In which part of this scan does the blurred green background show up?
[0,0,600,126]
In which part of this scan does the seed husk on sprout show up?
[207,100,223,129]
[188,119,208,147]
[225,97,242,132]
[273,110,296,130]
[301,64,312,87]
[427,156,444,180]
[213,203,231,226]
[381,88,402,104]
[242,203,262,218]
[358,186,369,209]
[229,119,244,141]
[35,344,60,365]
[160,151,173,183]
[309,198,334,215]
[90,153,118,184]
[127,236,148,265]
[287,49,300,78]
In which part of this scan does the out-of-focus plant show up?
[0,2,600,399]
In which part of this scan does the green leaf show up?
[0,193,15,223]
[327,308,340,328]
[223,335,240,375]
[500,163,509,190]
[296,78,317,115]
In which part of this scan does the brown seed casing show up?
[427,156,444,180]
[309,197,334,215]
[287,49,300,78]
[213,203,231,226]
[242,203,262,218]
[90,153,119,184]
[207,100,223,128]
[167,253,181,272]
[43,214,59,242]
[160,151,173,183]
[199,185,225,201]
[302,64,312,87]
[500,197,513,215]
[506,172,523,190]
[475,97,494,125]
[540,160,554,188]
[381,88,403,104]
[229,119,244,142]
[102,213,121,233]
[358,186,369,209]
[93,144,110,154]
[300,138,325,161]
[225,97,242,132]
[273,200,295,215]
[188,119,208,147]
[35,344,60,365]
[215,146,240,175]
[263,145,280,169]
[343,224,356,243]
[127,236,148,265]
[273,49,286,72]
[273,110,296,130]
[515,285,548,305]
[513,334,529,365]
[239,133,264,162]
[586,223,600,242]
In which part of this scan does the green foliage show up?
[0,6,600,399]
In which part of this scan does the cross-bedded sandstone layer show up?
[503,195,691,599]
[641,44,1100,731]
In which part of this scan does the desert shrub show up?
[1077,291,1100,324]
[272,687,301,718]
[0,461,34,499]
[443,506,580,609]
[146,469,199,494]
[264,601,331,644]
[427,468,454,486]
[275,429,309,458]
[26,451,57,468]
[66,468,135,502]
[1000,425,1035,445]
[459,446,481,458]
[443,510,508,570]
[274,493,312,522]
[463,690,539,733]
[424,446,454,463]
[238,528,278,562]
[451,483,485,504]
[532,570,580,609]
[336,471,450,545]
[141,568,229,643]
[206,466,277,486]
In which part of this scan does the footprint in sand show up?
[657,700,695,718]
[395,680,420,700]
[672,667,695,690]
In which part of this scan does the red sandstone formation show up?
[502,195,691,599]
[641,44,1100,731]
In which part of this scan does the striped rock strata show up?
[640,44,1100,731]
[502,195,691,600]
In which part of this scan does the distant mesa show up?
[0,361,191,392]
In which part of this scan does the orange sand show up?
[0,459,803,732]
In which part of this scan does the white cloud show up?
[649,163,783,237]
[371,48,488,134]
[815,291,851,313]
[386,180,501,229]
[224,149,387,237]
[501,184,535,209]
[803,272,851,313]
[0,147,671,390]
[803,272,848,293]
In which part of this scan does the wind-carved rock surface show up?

Requirements: All records above must be set down exactly, please.

Written answer:
In which part of this scan does the blurred green background show up?
[0,0,600,126]
In which part of this scan does the seed husk on sprout show up?
[207,100,223,129]
[188,119,208,147]
[225,97,242,132]
[273,110,296,130]
[301,64,312,87]
[427,156,444,180]
[213,203,231,226]
[381,88,402,104]
[242,203,262,218]
[358,186,369,209]
[229,119,244,141]
[35,344,60,365]
[160,151,173,183]
[309,198,334,215]
[90,153,118,184]
[127,236,148,265]
[287,49,300,78]
In which part of this scan does the out-of-focus plant show up?
[0,2,600,399]
In which part of this scan does the green leaf show up?
[0,193,15,223]
[327,308,340,328]
[223,335,240,375]
[500,163,509,190]
[296,78,317,115]
In which part of this scan does the brown seed casing show up?
[427,156,444,180]
[309,197,334,215]
[287,49,300,78]
[213,203,231,226]
[242,203,262,218]
[90,153,119,184]
[207,100,223,128]
[167,253,181,272]
[43,214,59,242]
[160,151,173,183]
[199,185,225,201]
[302,64,312,87]
[500,197,513,215]
[506,172,523,190]
[475,97,494,125]
[540,160,554,188]
[381,88,403,104]
[229,119,244,142]
[102,213,121,233]
[358,186,369,209]
[93,144,110,154]
[300,138,325,161]
[225,97,242,132]
[273,200,295,215]
[188,119,208,147]
[35,344,60,365]
[215,146,240,175]
[263,145,280,169]
[343,224,356,243]
[127,236,148,265]
[273,49,286,72]
[273,110,296,130]
[515,285,548,305]
[513,334,529,365]
[239,133,264,162]
[586,223,600,242]
In which part of this scan does the green foliage show up?
[0,6,600,399]
In which part of this scan does the cross-bedded sandstone layer show up?
[503,195,691,599]
[641,44,1100,731]
In which part of this scan does the desert shrub show up?
[1077,291,1100,324]
[272,687,301,718]
[0,461,34,499]
[443,506,580,609]
[146,469,199,494]
[264,601,331,644]
[427,468,454,486]
[275,429,309,458]
[26,451,57,468]
[66,468,135,502]
[1000,425,1035,445]
[459,446,481,458]
[443,510,508,570]
[274,493,312,522]
[463,690,539,733]
[424,446,454,463]
[238,528,278,562]
[451,483,485,504]
[532,570,580,609]
[336,471,450,545]
[141,568,229,643]
[206,466,277,486]
In which part of this scan does the footprint in sand show up?
[657,700,695,718]
[395,680,420,700]
[672,667,695,690]
In which part of this scan does the red sandstone formation show up?
[502,195,691,599]
[641,44,1100,731]
In which part of this scan does the striped rock strata show up?
[640,44,1100,731]
[502,195,691,600]
In which part of this scan does the distant mesa show up?
[0,361,191,392]
In which part of this scan does the orange sand show up?
[0,459,803,732]
In which part of this scan does the white cloud show up?
[649,163,783,237]
[371,48,488,134]
[815,291,851,313]
[386,180,501,229]
[224,149,387,237]
[501,184,535,209]
[803,272,851,313]
[0,147,671,390]
[803,272,848,293]
In which part of this scan does the wind-carved rock surface show up?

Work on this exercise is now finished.